● **Compito 1**: Nell'articolo sulle finanze vaticane, su quale istituto ci si accapigliò nel chiuso delle congregazioni generali?
● **Compito 2**: Estrai, per favore, ogni riga dei record che contiene la parola "white". Maiuscole e minuscole contano.

● **Articolo**:
━━━━━━━━━━━━━━━━

Lo scontro sulle finanze vaticane e l'ipoteca sul prossimo Conclave
Tra riforme, allontanamenti e dimissioni, lo scontro sullo stato dei forzieri del Vaticano è tra curiali e americani
Roma. Cinque anni fa, più o meno in questi giorni, uno dei punti in testa all’agenda delle discussioni tra i cardinali alla ricerca del profilo adatto a succedere a Benedetto XVI riguardava lo stato dei forzieri vaticani. Banche, soldi, trasparenza e finanza. Nel chiuso delle congregazioni generali, oltre alle sortite sulla necessità di evangelizzare di più e meglio e di fare entrare aria fresca dai finestroni dei palazzi d’oltretevere, ci s’accapigliò sullo Ior e tutto ciò che ruotava attorno al celebre torrione. Era la pietra dello scandalo, uno dei grattacapi che più avevano fatto penare Ratzinger, con presidenti nominati e poi d’improvviso messi alla porta, senza che mai sia stato chiarito il motivo.

━━━━━━━━━━━━━━━━

● **Estratto dati**:
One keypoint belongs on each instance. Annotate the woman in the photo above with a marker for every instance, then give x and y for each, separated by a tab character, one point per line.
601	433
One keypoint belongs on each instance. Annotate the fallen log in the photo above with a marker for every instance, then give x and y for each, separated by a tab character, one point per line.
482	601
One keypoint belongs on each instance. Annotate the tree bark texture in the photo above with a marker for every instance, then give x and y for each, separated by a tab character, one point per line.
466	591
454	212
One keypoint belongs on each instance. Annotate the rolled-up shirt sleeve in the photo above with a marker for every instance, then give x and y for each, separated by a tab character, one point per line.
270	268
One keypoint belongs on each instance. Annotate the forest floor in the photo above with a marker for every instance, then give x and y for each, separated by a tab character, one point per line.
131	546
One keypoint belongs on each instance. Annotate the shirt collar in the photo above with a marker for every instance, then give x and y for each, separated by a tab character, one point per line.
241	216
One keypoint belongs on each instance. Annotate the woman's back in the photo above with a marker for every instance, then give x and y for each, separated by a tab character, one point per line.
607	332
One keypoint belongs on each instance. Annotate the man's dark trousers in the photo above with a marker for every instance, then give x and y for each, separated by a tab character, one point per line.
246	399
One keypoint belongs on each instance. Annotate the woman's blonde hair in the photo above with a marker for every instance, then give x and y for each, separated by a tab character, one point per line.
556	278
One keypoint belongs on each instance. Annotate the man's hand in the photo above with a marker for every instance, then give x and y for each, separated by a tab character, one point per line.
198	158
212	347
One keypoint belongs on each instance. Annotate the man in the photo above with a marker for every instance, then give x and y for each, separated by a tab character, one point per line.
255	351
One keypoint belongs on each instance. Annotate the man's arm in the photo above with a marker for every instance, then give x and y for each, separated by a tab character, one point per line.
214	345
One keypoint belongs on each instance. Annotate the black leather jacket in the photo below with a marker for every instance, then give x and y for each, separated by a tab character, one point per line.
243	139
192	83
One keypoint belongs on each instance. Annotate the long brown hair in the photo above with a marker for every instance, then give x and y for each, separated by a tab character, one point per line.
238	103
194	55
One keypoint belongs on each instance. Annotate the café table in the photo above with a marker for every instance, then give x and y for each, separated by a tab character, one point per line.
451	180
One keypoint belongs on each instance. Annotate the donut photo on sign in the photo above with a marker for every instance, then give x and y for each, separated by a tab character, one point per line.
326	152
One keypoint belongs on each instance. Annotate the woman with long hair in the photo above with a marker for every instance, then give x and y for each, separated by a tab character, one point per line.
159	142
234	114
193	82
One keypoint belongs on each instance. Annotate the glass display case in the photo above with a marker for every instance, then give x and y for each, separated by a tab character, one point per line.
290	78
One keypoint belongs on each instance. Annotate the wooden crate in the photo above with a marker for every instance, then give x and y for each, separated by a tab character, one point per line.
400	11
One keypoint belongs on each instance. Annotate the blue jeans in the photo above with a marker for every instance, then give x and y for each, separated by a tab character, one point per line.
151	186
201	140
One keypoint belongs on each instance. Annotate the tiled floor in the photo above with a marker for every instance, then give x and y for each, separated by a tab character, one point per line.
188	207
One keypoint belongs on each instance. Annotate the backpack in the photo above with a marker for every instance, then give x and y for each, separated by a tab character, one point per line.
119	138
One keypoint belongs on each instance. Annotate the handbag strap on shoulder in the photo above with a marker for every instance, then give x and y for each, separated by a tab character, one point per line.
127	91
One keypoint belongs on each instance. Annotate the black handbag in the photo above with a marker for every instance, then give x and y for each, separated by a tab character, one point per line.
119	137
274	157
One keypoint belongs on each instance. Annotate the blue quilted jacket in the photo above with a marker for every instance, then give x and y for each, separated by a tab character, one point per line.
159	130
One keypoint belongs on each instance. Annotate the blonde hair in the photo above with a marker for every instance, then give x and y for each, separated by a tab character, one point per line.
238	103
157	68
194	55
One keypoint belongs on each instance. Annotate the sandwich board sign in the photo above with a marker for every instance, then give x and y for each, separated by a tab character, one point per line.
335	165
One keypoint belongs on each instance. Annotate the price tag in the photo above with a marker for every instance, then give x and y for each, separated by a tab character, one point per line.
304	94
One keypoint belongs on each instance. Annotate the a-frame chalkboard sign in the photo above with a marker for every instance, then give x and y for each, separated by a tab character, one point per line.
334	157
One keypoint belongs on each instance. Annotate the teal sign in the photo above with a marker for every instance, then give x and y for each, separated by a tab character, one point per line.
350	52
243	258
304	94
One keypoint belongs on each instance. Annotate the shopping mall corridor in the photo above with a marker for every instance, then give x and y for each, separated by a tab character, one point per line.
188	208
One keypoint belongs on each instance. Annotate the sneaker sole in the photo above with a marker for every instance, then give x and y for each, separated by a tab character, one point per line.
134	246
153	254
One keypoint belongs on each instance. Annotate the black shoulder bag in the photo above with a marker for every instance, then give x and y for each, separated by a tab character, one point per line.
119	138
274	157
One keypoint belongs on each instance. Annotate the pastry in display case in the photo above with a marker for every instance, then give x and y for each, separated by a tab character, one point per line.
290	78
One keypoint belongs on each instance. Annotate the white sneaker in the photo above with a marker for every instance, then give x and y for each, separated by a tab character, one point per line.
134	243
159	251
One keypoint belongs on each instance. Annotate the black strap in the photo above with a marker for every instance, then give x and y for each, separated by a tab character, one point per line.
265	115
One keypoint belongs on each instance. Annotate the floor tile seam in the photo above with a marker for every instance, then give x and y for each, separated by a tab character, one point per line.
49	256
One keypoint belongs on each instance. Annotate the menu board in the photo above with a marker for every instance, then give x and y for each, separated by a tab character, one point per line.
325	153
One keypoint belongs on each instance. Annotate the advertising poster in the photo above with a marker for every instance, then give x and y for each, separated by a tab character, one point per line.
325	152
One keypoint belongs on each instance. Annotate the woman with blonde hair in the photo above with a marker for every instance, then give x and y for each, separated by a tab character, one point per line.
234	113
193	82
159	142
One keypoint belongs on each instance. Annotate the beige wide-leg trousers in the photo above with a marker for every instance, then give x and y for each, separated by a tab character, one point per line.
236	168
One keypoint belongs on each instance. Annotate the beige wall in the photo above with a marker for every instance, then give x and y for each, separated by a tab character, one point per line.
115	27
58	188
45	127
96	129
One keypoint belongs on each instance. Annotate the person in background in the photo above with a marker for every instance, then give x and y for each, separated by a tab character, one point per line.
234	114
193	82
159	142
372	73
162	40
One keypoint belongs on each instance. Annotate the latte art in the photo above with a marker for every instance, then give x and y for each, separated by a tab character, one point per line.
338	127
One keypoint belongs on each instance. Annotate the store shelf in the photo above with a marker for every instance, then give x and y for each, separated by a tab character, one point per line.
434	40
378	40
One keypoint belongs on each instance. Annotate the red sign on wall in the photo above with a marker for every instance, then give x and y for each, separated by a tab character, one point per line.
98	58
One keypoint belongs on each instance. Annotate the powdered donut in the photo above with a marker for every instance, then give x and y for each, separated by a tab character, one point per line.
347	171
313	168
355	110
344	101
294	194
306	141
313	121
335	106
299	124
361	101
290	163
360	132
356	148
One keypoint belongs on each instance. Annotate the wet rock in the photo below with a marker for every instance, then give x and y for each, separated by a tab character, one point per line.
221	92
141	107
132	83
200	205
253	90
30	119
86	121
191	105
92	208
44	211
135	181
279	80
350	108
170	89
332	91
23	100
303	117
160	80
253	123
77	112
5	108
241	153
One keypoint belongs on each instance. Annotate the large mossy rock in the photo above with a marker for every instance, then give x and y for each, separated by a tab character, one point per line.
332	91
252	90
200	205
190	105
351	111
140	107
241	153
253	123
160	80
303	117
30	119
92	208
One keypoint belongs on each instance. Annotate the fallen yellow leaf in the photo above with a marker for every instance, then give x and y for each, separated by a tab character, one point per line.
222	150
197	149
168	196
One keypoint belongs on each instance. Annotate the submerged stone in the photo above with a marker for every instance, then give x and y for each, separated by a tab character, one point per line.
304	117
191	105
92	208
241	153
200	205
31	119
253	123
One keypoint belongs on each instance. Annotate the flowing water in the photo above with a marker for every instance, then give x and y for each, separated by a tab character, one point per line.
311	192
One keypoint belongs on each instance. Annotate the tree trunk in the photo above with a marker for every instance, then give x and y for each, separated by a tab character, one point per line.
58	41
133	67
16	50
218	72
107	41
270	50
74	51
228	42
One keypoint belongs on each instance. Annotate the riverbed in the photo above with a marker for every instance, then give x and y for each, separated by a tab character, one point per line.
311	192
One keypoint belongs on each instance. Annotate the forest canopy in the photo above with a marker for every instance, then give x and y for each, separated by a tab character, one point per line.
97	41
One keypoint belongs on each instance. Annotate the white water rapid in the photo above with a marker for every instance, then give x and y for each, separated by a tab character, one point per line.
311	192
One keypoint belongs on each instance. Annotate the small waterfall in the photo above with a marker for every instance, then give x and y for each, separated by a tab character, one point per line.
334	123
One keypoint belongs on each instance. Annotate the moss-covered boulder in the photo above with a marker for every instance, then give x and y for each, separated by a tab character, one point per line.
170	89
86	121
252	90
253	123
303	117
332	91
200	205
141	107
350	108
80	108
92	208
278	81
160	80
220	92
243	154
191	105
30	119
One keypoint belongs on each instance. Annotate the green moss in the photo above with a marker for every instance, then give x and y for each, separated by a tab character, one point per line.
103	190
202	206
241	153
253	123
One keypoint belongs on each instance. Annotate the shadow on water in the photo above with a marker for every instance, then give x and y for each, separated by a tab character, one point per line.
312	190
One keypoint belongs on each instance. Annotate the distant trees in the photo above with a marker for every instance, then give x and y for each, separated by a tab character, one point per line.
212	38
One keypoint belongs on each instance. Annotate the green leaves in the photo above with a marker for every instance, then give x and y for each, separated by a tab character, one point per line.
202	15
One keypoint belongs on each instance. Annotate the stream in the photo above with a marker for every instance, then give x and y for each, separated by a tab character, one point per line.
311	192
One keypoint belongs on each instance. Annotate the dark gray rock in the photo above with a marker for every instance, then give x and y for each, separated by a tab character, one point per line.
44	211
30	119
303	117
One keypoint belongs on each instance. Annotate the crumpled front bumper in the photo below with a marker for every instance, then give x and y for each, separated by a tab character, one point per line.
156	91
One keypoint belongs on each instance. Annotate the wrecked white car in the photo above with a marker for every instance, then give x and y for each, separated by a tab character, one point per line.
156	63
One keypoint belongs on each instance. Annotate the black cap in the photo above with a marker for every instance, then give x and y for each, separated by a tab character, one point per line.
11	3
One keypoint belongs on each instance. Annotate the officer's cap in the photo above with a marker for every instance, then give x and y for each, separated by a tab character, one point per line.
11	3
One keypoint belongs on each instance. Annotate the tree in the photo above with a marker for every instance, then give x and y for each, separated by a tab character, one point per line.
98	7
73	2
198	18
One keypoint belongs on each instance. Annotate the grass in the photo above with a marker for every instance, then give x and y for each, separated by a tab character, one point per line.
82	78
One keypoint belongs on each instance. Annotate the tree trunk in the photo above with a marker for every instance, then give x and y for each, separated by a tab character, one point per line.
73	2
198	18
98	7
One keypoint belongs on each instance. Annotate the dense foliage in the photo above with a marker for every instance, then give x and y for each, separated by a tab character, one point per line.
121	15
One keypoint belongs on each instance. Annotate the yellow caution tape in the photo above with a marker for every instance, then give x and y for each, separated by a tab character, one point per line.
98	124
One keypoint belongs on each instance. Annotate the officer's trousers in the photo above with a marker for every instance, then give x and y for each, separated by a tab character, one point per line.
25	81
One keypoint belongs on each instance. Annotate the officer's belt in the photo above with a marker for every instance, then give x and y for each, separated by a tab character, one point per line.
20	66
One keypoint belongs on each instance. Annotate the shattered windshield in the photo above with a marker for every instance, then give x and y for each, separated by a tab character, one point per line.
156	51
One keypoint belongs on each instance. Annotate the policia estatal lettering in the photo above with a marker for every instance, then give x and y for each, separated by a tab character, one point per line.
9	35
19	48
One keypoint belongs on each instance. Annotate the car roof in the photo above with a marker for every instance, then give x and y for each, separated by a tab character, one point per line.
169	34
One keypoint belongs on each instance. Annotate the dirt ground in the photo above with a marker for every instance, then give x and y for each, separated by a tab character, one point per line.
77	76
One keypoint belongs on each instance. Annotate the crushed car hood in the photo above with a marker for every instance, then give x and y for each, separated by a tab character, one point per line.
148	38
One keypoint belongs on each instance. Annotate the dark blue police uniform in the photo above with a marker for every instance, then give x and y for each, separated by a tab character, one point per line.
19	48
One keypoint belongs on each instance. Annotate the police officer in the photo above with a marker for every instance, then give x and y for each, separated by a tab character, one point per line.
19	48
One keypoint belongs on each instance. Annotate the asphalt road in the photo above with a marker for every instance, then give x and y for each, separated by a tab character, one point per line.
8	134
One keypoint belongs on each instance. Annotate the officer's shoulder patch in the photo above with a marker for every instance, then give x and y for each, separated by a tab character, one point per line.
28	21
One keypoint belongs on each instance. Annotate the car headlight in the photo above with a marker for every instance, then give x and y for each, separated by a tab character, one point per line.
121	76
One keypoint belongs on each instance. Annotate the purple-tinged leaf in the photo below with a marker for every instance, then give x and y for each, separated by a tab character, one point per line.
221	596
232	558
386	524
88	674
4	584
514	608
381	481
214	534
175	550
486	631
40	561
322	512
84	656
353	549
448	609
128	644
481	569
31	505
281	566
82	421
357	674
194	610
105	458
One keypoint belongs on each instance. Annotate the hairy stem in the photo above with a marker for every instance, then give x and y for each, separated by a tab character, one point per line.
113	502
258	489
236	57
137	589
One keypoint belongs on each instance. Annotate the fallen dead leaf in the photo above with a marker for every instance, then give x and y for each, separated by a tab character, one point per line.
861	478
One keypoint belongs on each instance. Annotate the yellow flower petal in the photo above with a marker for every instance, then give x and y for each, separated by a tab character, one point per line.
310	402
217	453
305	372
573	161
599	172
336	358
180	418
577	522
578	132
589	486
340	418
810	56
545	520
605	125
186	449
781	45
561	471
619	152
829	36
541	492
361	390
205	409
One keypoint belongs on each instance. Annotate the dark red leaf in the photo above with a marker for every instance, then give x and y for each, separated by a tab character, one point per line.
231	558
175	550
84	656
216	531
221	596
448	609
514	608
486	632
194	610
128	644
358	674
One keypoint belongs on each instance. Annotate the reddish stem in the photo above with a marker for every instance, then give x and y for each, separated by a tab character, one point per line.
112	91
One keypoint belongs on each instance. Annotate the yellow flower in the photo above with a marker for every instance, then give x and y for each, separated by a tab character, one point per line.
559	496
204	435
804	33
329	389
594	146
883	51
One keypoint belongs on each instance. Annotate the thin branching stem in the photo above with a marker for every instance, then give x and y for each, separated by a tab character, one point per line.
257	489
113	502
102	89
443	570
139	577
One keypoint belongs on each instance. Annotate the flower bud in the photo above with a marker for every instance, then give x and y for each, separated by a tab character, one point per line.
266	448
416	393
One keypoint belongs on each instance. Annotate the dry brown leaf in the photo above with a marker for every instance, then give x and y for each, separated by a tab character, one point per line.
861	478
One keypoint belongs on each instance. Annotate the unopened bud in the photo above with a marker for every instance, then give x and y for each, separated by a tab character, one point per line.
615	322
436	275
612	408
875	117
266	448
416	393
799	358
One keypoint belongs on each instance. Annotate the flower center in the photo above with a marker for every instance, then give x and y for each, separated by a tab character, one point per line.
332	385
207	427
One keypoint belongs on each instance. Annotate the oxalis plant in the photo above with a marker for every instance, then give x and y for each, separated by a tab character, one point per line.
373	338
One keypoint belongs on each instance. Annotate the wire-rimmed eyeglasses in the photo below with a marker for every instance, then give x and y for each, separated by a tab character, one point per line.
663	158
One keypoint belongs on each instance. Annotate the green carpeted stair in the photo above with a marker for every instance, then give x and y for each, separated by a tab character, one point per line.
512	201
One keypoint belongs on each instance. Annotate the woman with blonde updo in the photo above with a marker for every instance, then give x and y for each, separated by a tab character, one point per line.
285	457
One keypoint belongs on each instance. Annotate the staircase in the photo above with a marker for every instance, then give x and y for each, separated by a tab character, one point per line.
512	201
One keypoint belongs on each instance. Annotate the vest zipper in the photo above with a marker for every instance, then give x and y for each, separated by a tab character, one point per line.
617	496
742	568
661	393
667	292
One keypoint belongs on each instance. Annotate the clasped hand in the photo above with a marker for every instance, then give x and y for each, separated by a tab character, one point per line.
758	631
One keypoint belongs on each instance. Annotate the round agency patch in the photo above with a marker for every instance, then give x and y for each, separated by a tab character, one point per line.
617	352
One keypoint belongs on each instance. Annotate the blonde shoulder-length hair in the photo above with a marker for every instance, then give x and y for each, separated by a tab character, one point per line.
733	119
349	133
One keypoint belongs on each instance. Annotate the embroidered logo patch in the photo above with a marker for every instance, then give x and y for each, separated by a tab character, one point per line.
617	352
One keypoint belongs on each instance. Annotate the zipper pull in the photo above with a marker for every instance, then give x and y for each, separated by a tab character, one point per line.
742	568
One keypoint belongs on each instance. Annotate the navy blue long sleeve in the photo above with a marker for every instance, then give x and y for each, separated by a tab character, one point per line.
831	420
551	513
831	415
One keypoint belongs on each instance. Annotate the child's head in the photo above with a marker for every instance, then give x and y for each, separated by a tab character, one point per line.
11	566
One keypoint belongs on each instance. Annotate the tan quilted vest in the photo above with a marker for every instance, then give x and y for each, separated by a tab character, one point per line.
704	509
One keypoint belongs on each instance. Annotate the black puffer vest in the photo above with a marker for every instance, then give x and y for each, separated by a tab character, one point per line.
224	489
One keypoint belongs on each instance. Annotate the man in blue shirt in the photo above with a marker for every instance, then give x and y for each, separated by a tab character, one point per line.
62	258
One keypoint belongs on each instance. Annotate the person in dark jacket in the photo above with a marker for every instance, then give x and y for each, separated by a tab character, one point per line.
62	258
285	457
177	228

━━━━━━━━━━━━━━━━

● **Risultato completo 1**: Sullo Ior.

● **Risultato completo 2**:
One keypoint belongs on each instance. Annotate the white sneaker in the photo above with a marker for every instance, then give x and y for each, separated by a tab character, one point per line.
One keypoint belongs on each instance. Annotate the white water rapid in the photo above with a marker for every instance, then give x and y for each, separated by a tab character, one point per line.
One keypoint belongs on each instance. Annotate the wrecked white car in the photo above with a marker for every instance, then give x and y for each, separated by a tab character, one point per line.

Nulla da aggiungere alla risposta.